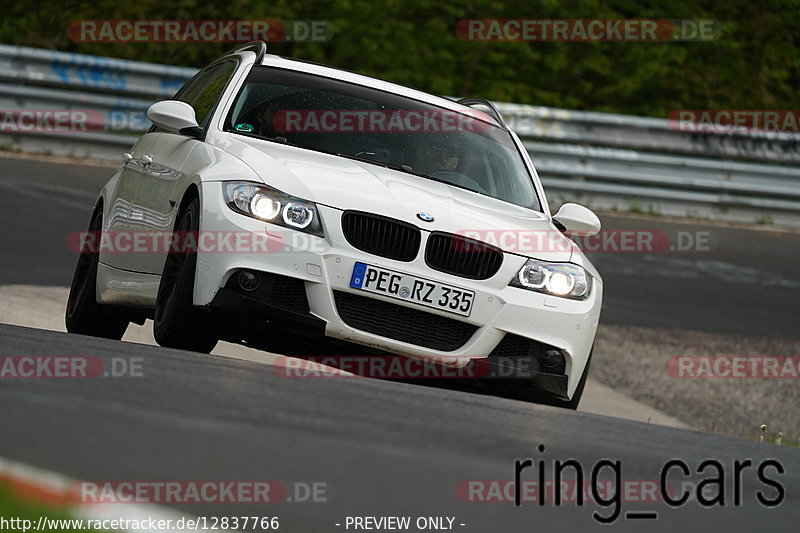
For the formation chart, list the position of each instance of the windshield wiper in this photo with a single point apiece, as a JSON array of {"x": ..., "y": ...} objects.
[{"x": 402, "y": 168}]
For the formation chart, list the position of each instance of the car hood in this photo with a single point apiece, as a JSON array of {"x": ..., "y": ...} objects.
[{"x": 344, "y": 184}]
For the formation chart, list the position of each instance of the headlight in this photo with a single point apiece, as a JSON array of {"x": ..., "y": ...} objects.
[
  {"x": 559, "y": 279},
  {"x": 265, "y": 203}
]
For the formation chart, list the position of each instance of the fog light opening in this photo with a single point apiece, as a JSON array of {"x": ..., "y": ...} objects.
[
  {"x": 551, "y": 358},
  {"x": 249, "y": 281}
]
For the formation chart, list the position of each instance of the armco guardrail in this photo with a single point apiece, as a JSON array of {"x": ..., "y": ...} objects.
[{"x": 607, "y": 161}]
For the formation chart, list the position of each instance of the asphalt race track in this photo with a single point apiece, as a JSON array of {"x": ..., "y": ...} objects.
[
  {"x": 380, "y": 447},
  {"x": 711, "y": 290},
  {"x": 383, "y": 448}
]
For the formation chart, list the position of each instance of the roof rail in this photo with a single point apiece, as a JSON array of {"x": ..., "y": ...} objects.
[
  {"x": 259, "y": 47},
  {"x": 472, "y": 101}
]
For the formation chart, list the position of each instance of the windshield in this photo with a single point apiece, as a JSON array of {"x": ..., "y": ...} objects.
[{"x": 331, "y": 116}]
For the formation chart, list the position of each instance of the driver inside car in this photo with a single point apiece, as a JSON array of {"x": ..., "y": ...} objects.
[{"x": 439, "y": 159}]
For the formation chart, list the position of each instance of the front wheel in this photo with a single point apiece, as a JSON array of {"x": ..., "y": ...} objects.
[
  {"x": 177, "y": 323},
  {"x": 84, "y": 315}
]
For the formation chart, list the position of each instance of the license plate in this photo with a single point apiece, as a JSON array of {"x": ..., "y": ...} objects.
[{"x": 410, "y": 288}]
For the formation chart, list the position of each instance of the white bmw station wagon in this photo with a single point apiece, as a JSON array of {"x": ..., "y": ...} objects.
[{"x": 295, "y": 207}]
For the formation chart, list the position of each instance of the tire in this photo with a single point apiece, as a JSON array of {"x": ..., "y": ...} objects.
[
  {"x": 177, "y": 323},
  {"x": 84, "y": 315}
]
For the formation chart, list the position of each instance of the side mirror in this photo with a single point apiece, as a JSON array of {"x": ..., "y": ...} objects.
[
  {"x": 175, "y": 117},
  {"x": 574, "y": 218}
]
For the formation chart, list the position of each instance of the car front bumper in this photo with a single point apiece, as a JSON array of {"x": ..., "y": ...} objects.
[{"x": 324, "y": 266}]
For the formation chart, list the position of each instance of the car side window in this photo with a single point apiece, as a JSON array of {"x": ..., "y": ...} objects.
[{"x": 204, "y": 94}]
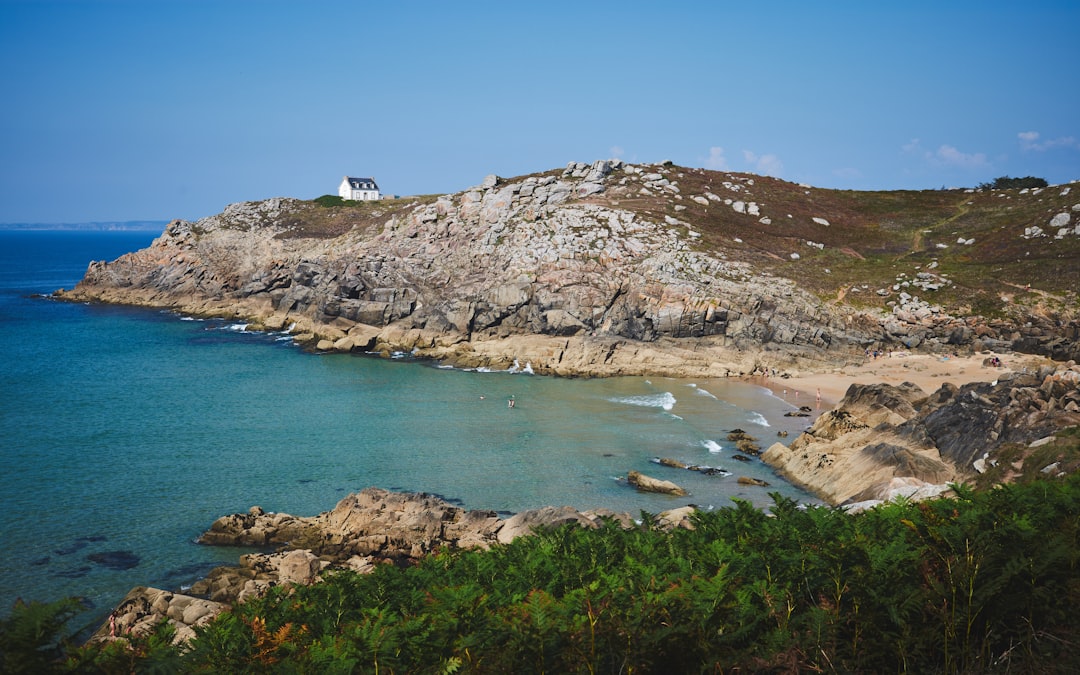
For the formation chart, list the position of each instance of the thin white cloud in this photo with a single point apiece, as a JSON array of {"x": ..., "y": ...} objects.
[
  {"x": 716, "y": 160},
  {"x": 1029, "y": 142},
  {"x": 952, "y": 157},
  {"x": 912, "y": 146},
  {"x": 765, "y": 164}
]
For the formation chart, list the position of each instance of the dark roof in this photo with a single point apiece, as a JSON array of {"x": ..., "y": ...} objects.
[{"x": 362, "y": 184}]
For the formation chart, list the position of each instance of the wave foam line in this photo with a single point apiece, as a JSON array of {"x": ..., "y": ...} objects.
[{"x": 665, "y": 401}]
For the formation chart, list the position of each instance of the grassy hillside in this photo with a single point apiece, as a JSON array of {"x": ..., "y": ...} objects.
[{"x": 872, "y": 244}]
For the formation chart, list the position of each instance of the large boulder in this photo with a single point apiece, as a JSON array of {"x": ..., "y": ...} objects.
[{"x": 648, "y": 484}]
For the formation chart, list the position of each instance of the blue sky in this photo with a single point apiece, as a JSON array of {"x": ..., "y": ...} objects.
[{"x": 159, "y": 109}]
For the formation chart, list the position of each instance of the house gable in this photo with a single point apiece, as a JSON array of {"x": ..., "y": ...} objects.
[{"x": 359, "y": 189}]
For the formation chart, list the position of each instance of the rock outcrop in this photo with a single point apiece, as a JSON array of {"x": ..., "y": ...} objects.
[
  {"x": 365, "y": 529},
  {"x": 883, "y": 441},
  {"x": 595, "y": 269}
]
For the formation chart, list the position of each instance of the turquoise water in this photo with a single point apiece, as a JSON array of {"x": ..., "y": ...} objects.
[{"x": 131, "y": 430}]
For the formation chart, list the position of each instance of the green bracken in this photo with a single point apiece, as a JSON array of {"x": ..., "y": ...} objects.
[{"x": 982, "y": 582}]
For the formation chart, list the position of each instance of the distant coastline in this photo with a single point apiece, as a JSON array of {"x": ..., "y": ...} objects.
[{"x": 108, "y": 226}]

----------

- WRITTEN PROBLEM
Can you print everything from the line containing "of the green" (that line included) down to the last line of the items, copying each line word for word?

- ANSWER TO THIS EXERCISE
For the formation chart, list the position of each instance of the green bracken in this photo with a single point apiece, as a JSON array of {"x": ..., "y": ...} objects.
[{"x": 982, "y": 582}]
For the formation chart, list the position of each instance of the distant coastline in this photo with a single point apiece, as a JSON array of {"x": ..., "y": ...} objects.
[{"x": 108, "y": 226}]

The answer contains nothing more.